Text for analysis –
Neurological and Genetic Studies

Theories of schizophrenia are instrumental in generating experiments that provide definite knowledge of the condition. Experimental support for psychodynamic theories of the development and progression of schizophrenia has not been forthcoming. Therefore, most empirical researchers regard psychodynamic theories of schizophrenia as having little scientific merit. Family interaction theories also have not been supported by subsequent experiments. Although studies have found disturbed family relationships, the evidence suggests that these are most likely the result of, not the cause of, having a schizophrenic individual in the family. Family interaction has, however, been shown to be influential in modifying the course of illness and the risk of relapse. Studies consistently fail to find that parent-child interactions are psychotogenic, and the once-popular notion of the schizo-phrenogenic parent has been discarded. Only learning/attention and organic theories are strongly supported by experimental evidence. The evidence for attentional or learning deficits resulting from a fault in the reticular formation is strong, and it stems from electrophysiological and behavioral studies.

The electroencephalogram (EEG) is often found to be abnormal in schizophrenic patients, showing excessive activation that indicates over-arousal. Furthermore, studies of evoked potentials, electrical events recorded from the cortex of the brain in response to specific sensory stimuli, often find abnormalities. Significantly, these occur late in the evoked potential, indicating abnormality in the brain's interpretation of sensory stimuli rather than in initial reception and conduction.

Saved data entries
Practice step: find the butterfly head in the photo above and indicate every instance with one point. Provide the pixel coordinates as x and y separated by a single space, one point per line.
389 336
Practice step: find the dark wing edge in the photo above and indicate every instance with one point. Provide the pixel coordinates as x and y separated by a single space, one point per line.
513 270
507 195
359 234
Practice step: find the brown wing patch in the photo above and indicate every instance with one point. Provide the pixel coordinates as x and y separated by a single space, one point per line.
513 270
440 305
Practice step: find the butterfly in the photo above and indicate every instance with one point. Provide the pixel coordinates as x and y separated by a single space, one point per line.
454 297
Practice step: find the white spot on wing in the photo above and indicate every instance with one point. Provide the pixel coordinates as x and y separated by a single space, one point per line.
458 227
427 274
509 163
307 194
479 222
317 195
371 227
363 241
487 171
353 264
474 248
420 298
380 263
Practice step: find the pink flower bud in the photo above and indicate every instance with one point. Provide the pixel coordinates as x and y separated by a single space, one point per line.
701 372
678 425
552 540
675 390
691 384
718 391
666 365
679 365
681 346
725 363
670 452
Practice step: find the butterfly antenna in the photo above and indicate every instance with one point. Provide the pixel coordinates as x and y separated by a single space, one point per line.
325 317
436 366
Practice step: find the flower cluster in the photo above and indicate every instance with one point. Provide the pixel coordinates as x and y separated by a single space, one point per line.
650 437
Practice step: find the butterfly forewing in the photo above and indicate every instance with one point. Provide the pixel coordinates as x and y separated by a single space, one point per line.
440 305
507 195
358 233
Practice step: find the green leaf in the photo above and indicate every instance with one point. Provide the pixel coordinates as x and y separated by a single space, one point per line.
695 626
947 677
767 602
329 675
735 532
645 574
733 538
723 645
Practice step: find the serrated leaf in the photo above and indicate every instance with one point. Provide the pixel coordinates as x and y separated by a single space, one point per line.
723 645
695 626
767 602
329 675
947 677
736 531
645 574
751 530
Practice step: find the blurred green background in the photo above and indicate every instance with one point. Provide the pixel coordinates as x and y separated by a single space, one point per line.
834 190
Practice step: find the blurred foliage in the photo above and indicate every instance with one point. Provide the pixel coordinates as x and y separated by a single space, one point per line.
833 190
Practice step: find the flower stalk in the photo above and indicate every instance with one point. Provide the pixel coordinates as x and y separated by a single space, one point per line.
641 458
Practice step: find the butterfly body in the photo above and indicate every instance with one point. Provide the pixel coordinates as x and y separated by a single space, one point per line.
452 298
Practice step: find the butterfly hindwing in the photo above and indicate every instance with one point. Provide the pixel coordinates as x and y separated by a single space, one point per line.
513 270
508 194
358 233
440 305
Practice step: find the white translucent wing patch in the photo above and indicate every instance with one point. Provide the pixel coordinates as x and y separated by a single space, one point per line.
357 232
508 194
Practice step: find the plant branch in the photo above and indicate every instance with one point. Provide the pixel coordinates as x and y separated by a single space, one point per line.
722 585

Questions on the material –
1. According to the passage on schizophrenia research, what do the abnormalities found late in the evoked potential suggest about the brain, and why?
2. Carry on the passage on schizophrenia research from its last sentence.

Answers –
1. They suggest a problem in how the brain interprets sensory stimuli, not in how it first receives and conducts them. The passage draws this conclusion from the fact that the abnormalities appear late in the evoked potential.

2.
Behavioral studies show that schizophrenic patients often overreact to low-intensity stimuli, which corresponds to their complaints that lights are too bright or sounds are too loud. In addition, patients are often unusually distractible—unable to focus attention on the most relevant stimuli. Orienting responses to novel stimuli are deficient in about half of schizophrenic patients. Patient self-reports also indicate that, subjectively, the individual feels overwhelmed by sensory stimulation.

Thus, considerable evidence suggests that, at least in many patients, there is an abnormality in the sensory/perceptual functioning in the brain, perhaps in the perceptual filtering mechanism of the reticular formation.

Franz J. Kallmann's twin studies of the 1940's provided convincing evidence of a genetic factor in schizophrenia. He found that genetically identical monozygotic twins are much more likely to be concordant for schizophrenia (that is, both twins are much more likely to be psychotic) than are dizygotic twins, who are not genetically identical. Studies using genealogical techniques also showed that schizophrenia runs in families.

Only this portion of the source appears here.